DOCUMENT SEGMENT:
* START *

![The place through which he made his way at leisure was one of those receptacles for old and curious things which seem to crouch in odd corners of this town and to hide their musty treasures from the public eye in jealousy and distrust. There were suits of mail standing like ghosts in armour here and there, fantastic carvings brought from monkish cloisters, rusty weapons of various kinds, distorted figures in china and wood and iron and ivory: tapestry and strange furniture that might have been designed in dreams.](https://lettersfortitles.com/wp-content/uploads/2022/05/th-is-for-ye-letters-for-titles-vern-tonkin-MOHAI-postcard-collection-1971.5141.9-ye-olde-curiosity-shop-1915-letters-for-titles-vern-tonkin-.jpg)
Ye old. Ye olde. Ye Olde Curiosity Shop. Olde is an affected way to make the word old look old. Olde looks old but it’s really not.

* END *

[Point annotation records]
* START *

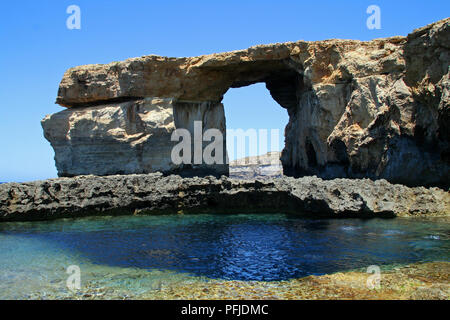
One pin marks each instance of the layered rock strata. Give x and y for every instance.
(377, 109)
(155, 193)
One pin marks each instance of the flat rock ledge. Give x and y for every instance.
(158, 194)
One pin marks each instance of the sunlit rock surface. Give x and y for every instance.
(155, 193)
(377, 109)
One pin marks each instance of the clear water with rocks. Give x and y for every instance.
(131, 255)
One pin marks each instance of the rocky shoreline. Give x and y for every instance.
(155, 194)
(418, 281)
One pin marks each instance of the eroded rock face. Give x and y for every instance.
(377, 109)
(155, 193)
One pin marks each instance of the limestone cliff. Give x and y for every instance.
(377, 109)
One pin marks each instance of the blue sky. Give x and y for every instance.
(37, 48)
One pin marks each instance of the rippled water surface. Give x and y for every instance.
(133, 252)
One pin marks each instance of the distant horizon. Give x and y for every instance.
(39, 48)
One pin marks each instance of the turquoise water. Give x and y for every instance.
(132, 254)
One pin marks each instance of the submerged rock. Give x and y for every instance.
(375, 109)
(155, 193)
(257, 167)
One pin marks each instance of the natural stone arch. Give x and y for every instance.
(374, 109)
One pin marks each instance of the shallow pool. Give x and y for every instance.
(133, 253)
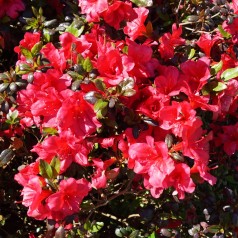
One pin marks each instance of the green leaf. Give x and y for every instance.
(191, 53)
(213, 229)
(74, 30)
(152, 235)
(134, 234)
(100, 84)
(46, 35)
(87, 65)
(229, 74)
(100, 107)
(3, 87)
(3, 76)
(49, 131)
(45, 169)
(100, 104)
(129, 93)
(55, 166)
(12, 115)
(35, 12)
(220, 87)
(26, 53)
(36, 48)
(216, 68)
(97, 227)
(143, 3)
(224, 33)
(5, 157)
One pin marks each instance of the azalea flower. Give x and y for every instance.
(169, 41)
(136, 27)
(66, 201)
(11, 8)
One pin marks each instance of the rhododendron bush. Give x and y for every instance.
(119, 118)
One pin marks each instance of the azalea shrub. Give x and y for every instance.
(119, 118)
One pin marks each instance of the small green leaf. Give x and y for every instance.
(191, 53)
(224, 33)
(26, 53)
(100, 104)
(55, 166)
(152, 235)
(129, 93)
(74, 30)
(3, 87)
(12, 115)
(213, 229)
(45, 169)
(100, 84)
(87, 65)
(46, 35)
(49, 131)
(5, 157)
(229, 74)
(35, 12)
(97, 227)
(216, 68)
(220, 87)
(134, 234)
(143, 3)
(36, 48)
(92, 97)
(3, 76)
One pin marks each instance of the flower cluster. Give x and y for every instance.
(103, 102)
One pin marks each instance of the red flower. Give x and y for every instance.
(196, 73)
(67, 200)
(66, 147)
(151, 159)
(206, 42)
(168, 41)
(77, 116)
(33, 197)
(55, 57)
(136, 27)
(72, 46)
(180, 180)
(169, 82)
(30, 39)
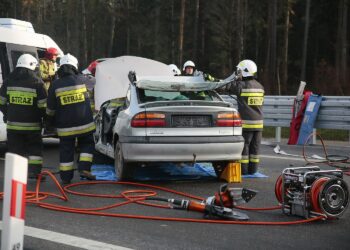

* END *

WHAT TO PRODUCE:
Translate this sentence from the post on "Ye Olde" into Spanish: "Olde looks old but it's really not." Work only from the post on "Ye Olde."

EXERCISE SOLUTION:
Olde parece antiguo, pero en realidad no lo es.